§ Aim: Reproduce every one of the rows below word for word, leaving out the pictures.

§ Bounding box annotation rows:
◆ ◆ ◆ ◆ ◆ ◆ ◆
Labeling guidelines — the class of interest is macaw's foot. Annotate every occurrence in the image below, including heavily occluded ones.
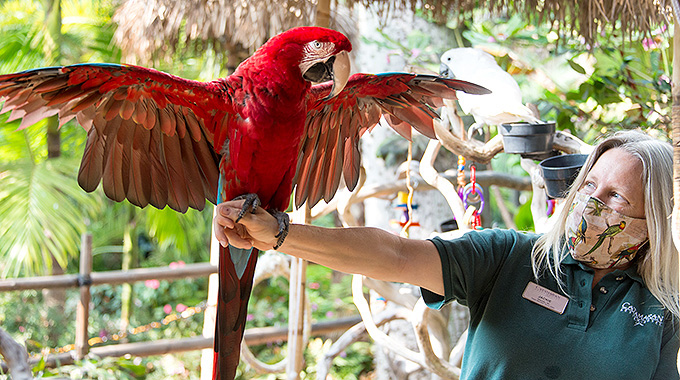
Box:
[233,193,261,223]
[269,210,290,249]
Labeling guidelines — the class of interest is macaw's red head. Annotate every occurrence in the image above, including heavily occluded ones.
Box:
[252,26,352,98]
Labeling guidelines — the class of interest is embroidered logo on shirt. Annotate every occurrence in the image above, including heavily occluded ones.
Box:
[619,301,663,326]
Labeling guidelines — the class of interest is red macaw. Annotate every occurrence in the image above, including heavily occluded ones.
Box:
[0,27,488,379]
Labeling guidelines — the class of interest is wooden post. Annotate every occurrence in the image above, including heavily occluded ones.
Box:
[671,17,680,372]
[75,233,92,359]
[201,207,220,380]
[286,203,312,380]
[315,0,331,28]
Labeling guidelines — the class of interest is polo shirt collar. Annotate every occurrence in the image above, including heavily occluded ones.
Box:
[562,254,645,285]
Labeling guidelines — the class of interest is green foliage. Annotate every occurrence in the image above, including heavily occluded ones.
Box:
[0,154,99,277]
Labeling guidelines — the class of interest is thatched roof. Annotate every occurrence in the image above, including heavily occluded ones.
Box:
[113,0,353,63]
[346,0,673,42]
[114,0,672,63]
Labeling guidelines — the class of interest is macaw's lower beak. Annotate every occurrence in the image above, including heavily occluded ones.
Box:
[302,51,350,100]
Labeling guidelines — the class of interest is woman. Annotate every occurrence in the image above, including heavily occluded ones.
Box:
[214,131,680,380]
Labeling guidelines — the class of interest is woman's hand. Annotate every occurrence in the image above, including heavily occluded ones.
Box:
[213,200,279,251]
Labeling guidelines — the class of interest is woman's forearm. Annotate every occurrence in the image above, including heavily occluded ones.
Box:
[279,224,443,294]
[213,201,444,294]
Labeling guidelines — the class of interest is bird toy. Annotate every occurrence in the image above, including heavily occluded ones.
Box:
[462,165,484,229]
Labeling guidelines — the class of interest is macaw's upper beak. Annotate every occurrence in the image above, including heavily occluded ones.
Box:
[302,51,350,100]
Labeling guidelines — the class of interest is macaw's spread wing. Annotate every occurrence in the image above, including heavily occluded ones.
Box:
[294,73,489,207]
[0,64,225,212]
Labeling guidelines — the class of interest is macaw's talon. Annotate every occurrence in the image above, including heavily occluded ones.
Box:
[233,193,262,223]
[269,210,290,249]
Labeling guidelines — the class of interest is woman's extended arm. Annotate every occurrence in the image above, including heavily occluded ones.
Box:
[213,201,444,294]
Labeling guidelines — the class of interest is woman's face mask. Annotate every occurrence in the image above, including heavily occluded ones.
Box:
[566,192,649,269]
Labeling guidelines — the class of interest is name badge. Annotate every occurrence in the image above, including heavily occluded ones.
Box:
[522,281,569,314]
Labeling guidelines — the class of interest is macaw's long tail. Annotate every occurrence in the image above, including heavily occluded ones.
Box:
[213,246,258,380]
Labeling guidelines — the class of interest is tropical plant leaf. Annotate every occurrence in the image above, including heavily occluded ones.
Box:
[0,159,102,277]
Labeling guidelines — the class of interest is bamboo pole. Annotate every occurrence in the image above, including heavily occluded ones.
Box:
[671,17,680,260]
[0,316,361,372]
[201,207,220,380]
[75,233,92,359]
[286,208,311,380]
[0,328,33,380]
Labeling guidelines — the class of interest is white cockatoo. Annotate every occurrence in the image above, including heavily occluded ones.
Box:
[439,48,540,126]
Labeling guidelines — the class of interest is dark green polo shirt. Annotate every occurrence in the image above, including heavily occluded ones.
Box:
[423,229,680,380]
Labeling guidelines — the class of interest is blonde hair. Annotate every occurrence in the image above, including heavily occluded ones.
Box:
[531,131,680,316]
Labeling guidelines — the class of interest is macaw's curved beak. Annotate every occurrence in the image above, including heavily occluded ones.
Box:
[302,51,350,100]
[326,51,351,100]
[439,63,456,79]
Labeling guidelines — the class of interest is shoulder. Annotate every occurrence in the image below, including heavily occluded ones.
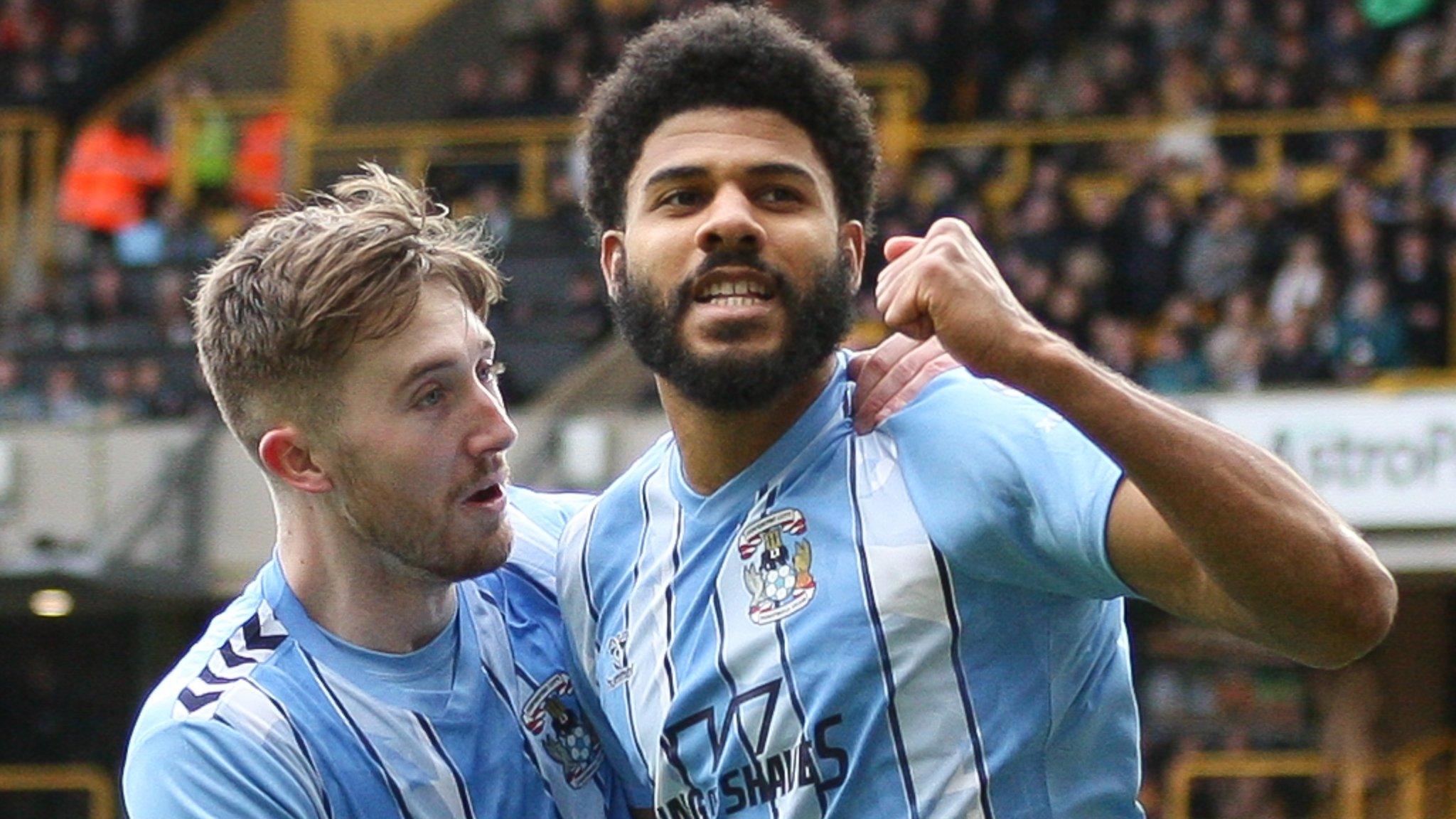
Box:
[885,369,1060,434]
[507,487,593,589]
[137,582,289,732]
[122,583,319,816]
[560,433,674,561]
[508,487,596,536]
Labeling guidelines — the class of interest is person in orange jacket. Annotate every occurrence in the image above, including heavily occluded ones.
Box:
[58,102,171,236]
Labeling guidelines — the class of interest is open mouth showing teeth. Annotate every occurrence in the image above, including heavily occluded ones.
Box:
[464,484,503,503]
[695,280,773,308]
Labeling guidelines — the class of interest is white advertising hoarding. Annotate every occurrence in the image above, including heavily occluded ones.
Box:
[1195,390,1456,529]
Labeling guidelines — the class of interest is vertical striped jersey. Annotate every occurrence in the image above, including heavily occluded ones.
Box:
[122,488,626,819]
[557,357,1142,819]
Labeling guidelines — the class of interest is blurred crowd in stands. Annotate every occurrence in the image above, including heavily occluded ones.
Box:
[0,0,224,118]
[0,0,1456,431]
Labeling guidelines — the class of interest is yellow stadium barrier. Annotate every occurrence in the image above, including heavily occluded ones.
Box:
[0,109,61,293]
[165,63,1456,360]
[1163,736,1456,819]
[0,764,117,819]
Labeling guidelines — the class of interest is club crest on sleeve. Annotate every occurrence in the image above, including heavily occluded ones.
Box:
[521,673,601,788]
[607,630,632,688]
[738,508,814,625]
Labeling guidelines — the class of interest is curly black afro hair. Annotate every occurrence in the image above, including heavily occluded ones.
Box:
[584,6,879,230]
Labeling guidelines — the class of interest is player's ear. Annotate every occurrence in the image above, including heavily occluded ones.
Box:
[257,426,333,493]
[839,218,865,293]
[600,230,628,299]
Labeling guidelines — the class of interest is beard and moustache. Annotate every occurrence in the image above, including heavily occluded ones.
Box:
[611,242,855,411]
[333,447,513,583]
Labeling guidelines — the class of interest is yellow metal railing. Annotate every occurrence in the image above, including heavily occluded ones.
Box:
[0,109,61,293]
[1163,736,1456,819]
[171,63,928,217]
[159,70,1456,361]
[0,764,117,819]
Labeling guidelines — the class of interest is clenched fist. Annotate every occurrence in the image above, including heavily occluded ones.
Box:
[875,218,1066,383]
◆ ◆ ◆ ◆ ◆ ◆ ◆
§ Task answer:
Labeling guidelines — the class of interest is macaw's foot. Annotate every occurrence in the image below, including heavily occluded ones.
Box:
[233,193,261,223]
[269,210,290,249]
Labeling guidelines — the class of interest is macaw's red head. Annotate every occurrence in the image above, including heavily occluded ones.
Box:
[252,26,352,98]
Labeling guidelines — the class of interest is embroidered logo on shirt. Annotate every occurrence in the image above, including heavily occluded ones.
Box:
[619,301,663,326]
Labeling guidelines — the class of interest is red macaw. Annotate every occurrence in the image above, including heavily occluded ones.
Box:
[0,27,488,379]
Labeling guidelines — the class of interest is wooden post. Annotate every occurrence in the image above, including heavily occluded ones.
Box:
[671,17,680,372]
[75,233,92,359]
[201,207,220,380]
[286,203,312,380]
[315,0,331,28]
Labeling guidelines — the class of interest is polo shirt collar. Annotate every occurrence in the image above, including heavily occluded ones.
Box:
[562,254,645,285]
Labeling guidelines — the class of interest is green foliage. Annotate every occurrence in the image above, including heavily occluded ones.
Box:
[0,154,99,277]
Labeling guidelines — the class of interest is thatched roof. Annotate every occurrence in the image above, including heavily occluded ones.
Box:
[113,0,353,63]
[346,0,673,42]
[114,0,672,63]
Labeling guidelines — the class of interest is macaw's lower beak. Annotate every occurrence in the image above, including heavily occluded ones.
Box:
[302,51,350,100]
Labeling guidelines — the class of interest is woman. Annotate every occurrence in the image above, including heavily occluded ones.
Box:
[214,131,680,380]
Labeling guidelines — the class of interest is woman's hand. Annotate every occurrence in the image above, including heavily occluded ones.
Box:
[213,200,279,251]
Labeling guidelines — the class of interest is woman's forearm. Annotate every occurrence in the image above, including heavily occluded ones.
Box:
[279,224,443,294]
[213,201,444,294]
Labeling guidelines — the class of interest is bird toy. Annotate every occurrence in the image above, including heavily occluded ones.
Box:
[462,165,484,229]
Labeling guidelines — the class of interest is macaw's upper beak. Annotate every occurrence in the image above, including heavily occluded ones.
Box:
[302,51,350,100]
Labeling guidelines — the class of interest is macaw's spread wing. Annotate every occurrence in the image above, including heavily occluded ones.
Box:
[294,73,489,207]
[0,64,225,212]
Labeling guidelines — the class of interest is macaw's talon. Annotate every occurrence in the image above, including heavily occluded ones.
Box:
[233,193,262,223]
[269,210,290,249]
Labeling guidelines — the class of interest is woman's extended arm. Annotate every occurrence in the image above, including heavily occluded ones.
Box:
[213,201,444,294]
Labeling guidelines — the class of interest is woman's face mask. Annotate every occurrence in the image above, including heavily occluded ones.
Box:
[566,192,649,269]
Labeling guidelines — the class of interest is name badge. Annotate every occurrence in the image above, including heavily occluded ones.
Box:
[522,281,569,314]
Labeling guidelines — the class of interest is macaw's long tail. Annotate every occurrence in the image above, including heavily occluded ones.
Box:
[213,246,258,380]
Labeling guidelines — the class of interest is tropical plant leaf. Annotate every occurrence in the image above, including heavily occluded ones.
Box:
[0,159,102,277]
Labeling guidelines — the class of interest is bamboo pole. Annotate every occurrence in the image above, including heavily occluded ones.
Box:
[671,17,680,260]
[0,316,361,372]
[201,207,220,380]
[75,233,92,359]
[286,208,311,380]
[0,328,33,380]
Labeling guidelines — the class of interest is white cockatoo. Annotate every occurrence in the image above, including heavily occluded ones.
Box:
[439,48,540,126]
Labeling guidelines — the class of interest is dark green polo shirt. Annotate every occurrence in the image above, including heavily occluded ones.
Box:
[423,229,680,380]
Labeling guidelines — the class of interest is blonde hair. Annotate every occurrence in the image above, including heavily occluded ones.
Box:
[531,131,680,316]
Labeling guidelines — the class of interest is macaw's curved beak. Annotate every occurrence in the image above, including heavily occluded ones.
Box:
[302,51,350,100]
[326,51,351,100]
[439,63,456,79]
Labeling guidelines — the class of interest is shoulder. Annotate every occurrence in the image below, including heavily occluded ones.
Box:
[885,369,1060,434]
[507,487,593,589]
[137,582,289,732]
[122,583,319,816]
[560,433,674,561]
[508,487,596,536]
Labeling guidelines — the class of interest is person in orange jacket. Annotate every occurrence in the image above, including heavily occluded ones.
Box:
[58,102,171,236]
Labeling guidelines — the class of interest is open mouth showing teeth. Annotate every occurrence in the image above, including heavily occluded ones.
Box:
[464,484,503,503]
[695,280,773,308]
Labeling guidelines — the class of interest is white advertising hoarding. Annotate every occurrence in the image above, including heavily occluded ones.
Box:
[1195,390,1456,529]
Labeling guidelines — the class of interest is vertical striped jersey. Annotate every occurrence in the image above, including heavily occluded ones.
Box:
[122,488,626,819]
[557,357,1142,819]
Labeling guidelines — the class of interest is blurred crowd in stands. Annotate every occurrence in the image above, including heavily occluded ones.
Box:
[0,0,224,118]
[0,0,1456,431]
Labeling guidelines — the class of interest is yellow stadium barrier. Annotate every occurrence in the image above, including heavily occluded ones.
Box:
[0,109,61,293]
[165,63,1456,360]
[1163,736,1456,819]
[0,764,117,819]
Labeling guidelines — the class of interest is club crest on sleeve. Annotate every occurrence in the image above, including heavily occluded ones.
Box:
[521,673,601,788]
[607,630,632,688]
[738,508,814,625]
Labeling guidelines — the class of interest is curly black afro hair. Annotate every occurrence in the image above, including heavily occluded ones.
Box:
[584,6,879,230]
Labeling guidelines — the class of interest is player's ear. Annotate every occurrence in the image above, including heavily occluded ones.
Box:
[257,426,333,493]
[839,218,865,293]
[600,230,628,299]
Labeling guidelines — the class of interest is beard and moustache. Annotate every occurrence in the image above, including heavily occluded ones.
Box:
[611,242,855,411]
[333,447,513,583]
Labeling guidelines — the class of interest is yellow metal railing. Annotate every occurrence in the image above, including heavily occluded ones.
Box:
[0,109,61,293]
[1163,736,1456,819]
[171,63,928,217]
[159,70,1456,361]
[0,764,117,819]
Labeling guidelines — the class of interest is clenched fist. Annotate every occurrence in the image above, including heavily occluded ones.
Box:
[875,218,1066,383]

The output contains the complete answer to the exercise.